Space, The Final Frontier

Well I’m a bit late with this but as the saying goes, better late than…..

So it’s the 5oth anniversary of the beginning of mans adventures into space.

During this period of time we have had missions to:

Mercury: 1 Mission: 1 successful, +1 en route, +1 planned

Venus: 40 Missions: 26 successful, +1 planned

Moon: 80 Missions: 45 successful, +4 planned

Mars: 38 Missions: 18 successful, +1 en route, +4 planned

Asteroids: 4 Missions: 4 successful, +1 planned

Jupiter: 8 Missions: 8 successful, +1 planned

Saturn: 4 Missions: 4 successful

Uranus: 1 Mission: 1 successful

Neptune: 1 Mission: 1 successful

Pluto: 0 Missions: 1 en route

Comets: 10 Missions: 9 successful, +1 en route

Now it may just be me, but I doubt it, but this seems like an amazing achievement for just 50 years of space travel. In fact in the grand scheme of things 50 years is nothing and look how far we have come. I can’t wait to see where we are in 2057, providing I’m here of course.

So I want to do a little bit of chit chat about space, our final frontier, from a few different angles.

Can we still make life better for the underprivileged people back on earth while continuing with space travel?

This question basically asks are we diverting money that could be used to feed the world etc. I would venture that the short answer is no. The long answer is still no. Why you may ask? Shouldn’t we be pumping the huge amounts of money that is consumed by the various space programs around the world in to looking after the poor and hungry and ill?

Well lets have a relitavely deeper look shall we, starting with the one country in the world that the major space program in the world. The USA. Ok, they spend $16 billion a year on NASA. Wow you may say. But hang on, thats 0.5 per cent of federal funds. The military on the other hand consumes $439.3 Billion. The maths there are pretty plain to see.

Listed records =>
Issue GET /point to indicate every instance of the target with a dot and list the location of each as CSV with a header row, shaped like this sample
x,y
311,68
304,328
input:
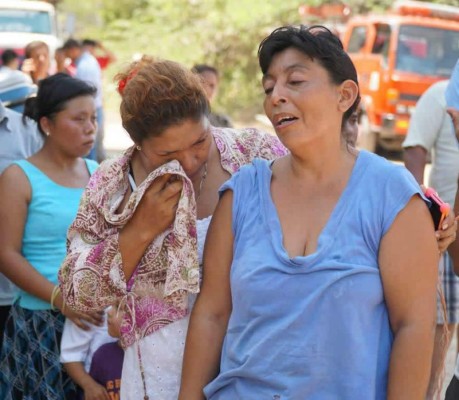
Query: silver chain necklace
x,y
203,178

---

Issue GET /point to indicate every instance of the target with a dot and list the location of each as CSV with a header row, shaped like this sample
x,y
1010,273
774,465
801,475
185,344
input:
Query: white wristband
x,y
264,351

--

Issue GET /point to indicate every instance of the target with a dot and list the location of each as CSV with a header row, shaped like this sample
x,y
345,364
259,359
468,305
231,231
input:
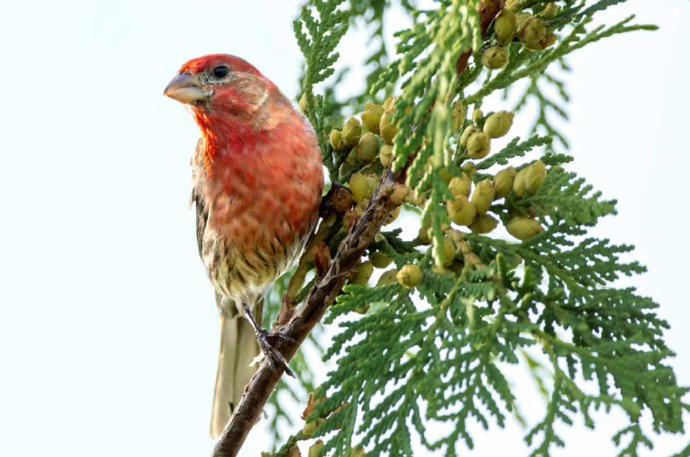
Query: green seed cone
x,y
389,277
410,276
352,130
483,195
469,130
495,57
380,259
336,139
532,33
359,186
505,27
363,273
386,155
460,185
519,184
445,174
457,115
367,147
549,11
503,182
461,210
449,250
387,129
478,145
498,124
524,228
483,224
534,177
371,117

Problem 1 => Say whether each statement agrees with the post on space travel, answering yes or no and quoting the deciding words of the post: (a) every listed mission to Jupiter succeeded; (b) the post counts a mission to Pluto as already completed; (c) NASA's yearly spending is put at 0.5 percent of federal funds.
Problem 2 => Carry the post on space travel forward from its final sentence, writing the next part.
The records are not needed for anything that follows the text and the records.

Exercise result 1 =>
(a) Yes: "Jupiter: 8 Missions: 8 successful, +1 planned"
(b) No: "Pluto: 0 Missions: 1 en route"
(c) Yes: "But hang on, thats 0.5 per cent of federal funds."

Exercise result 2 =>
We are where we are today because of the human desire to explore. Every luxury and technological / medical / scientific advance humans as a race have made is due to our enduring and never ending desire to understand what we don’t, and it’s one of the bigger facts that distinguishes us from other species. To deny our thirst for knowledge is to dampen our humanity.

Why we must leave Earth

Why send astronauts to other worlds?

If we remain on Earth we will surely become extinct, and probably long before an expanding Sun roasts our planet. The fact is that we are vulnerable to the same types of catastrophic events that have wiped out other spieces on earth. Mammalian species, on average, last just a couple of million years. Our parent species, Homo erectus, lasted about 1.6 million years, while Neanderthals died out after only 300,000 years. We might have conquered the planet but it is just a tiny island in the universe, and species confined to a single island are often found on the endangered list.

Lifetime Expectations: we can estimate with 95 per cent confidence, how long humans and the human space flight programme are likely to last.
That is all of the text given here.